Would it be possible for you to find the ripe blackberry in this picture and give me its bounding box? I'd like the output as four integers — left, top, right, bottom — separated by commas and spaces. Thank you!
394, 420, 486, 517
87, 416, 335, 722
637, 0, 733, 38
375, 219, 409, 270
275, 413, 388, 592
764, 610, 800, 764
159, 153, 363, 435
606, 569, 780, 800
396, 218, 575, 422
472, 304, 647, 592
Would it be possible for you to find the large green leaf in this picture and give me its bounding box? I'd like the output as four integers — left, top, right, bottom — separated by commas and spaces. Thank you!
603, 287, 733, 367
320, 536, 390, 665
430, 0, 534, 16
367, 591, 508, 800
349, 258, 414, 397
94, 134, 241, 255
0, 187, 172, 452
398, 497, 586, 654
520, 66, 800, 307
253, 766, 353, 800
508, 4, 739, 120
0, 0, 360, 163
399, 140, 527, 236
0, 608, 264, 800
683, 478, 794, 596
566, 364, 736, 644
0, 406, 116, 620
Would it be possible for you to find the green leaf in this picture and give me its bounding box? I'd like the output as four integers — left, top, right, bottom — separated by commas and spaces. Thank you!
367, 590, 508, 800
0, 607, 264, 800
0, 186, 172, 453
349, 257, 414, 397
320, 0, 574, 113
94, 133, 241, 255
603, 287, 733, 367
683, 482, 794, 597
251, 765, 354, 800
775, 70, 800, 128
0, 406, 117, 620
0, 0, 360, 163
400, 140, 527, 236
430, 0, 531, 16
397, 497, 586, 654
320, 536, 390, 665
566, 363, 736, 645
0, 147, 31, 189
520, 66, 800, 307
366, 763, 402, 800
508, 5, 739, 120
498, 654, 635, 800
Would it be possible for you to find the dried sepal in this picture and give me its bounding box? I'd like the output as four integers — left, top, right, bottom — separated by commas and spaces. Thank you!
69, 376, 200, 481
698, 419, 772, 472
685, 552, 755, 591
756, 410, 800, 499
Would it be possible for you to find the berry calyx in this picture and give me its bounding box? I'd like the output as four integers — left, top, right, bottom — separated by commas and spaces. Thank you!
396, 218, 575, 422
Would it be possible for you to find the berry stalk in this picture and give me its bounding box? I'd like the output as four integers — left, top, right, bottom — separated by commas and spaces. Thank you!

# # # # #

Report each line in the entries above that contains the word "bounding", copying every such line in full.

▶ _THE RESULT_
Would it be possible for you to find the ripe blackberry in this picture and give me its bounding box? I'd like the output as four integers — left, top, right, bottom — separated by commas and spaces. Thank you!
Would it be possible for you to find the large green leaf in this picture and give me its bounding box? I'd like the output as four integers — left, top, right, bottom — separated by commas and spaces. Thank you!
Would it be possible for you to find the green leaf in this picture and give me its bounding box? I'd like the output as four integers — left, top, right, bottom — separated by commas and spaces. Thank you!
Would it be possible for you to find the dried sepal in this picture and give me its bounding box? I'd like the output as four integers — left, top, right, bottom — separated by commas and spaces. Thank you!
Would it be possible for you to find the berry calyx in this picture and give me its bounding box? I'd like the output as four integers — left, top, right, bottom — separated by commas and spaces. Thank you!
Would it be possible for you to find the berry stalk in this picture and give me its bounding box? I'd like the output as four integers — left, top, right, bottom — separated by commas and spaces. Thank you!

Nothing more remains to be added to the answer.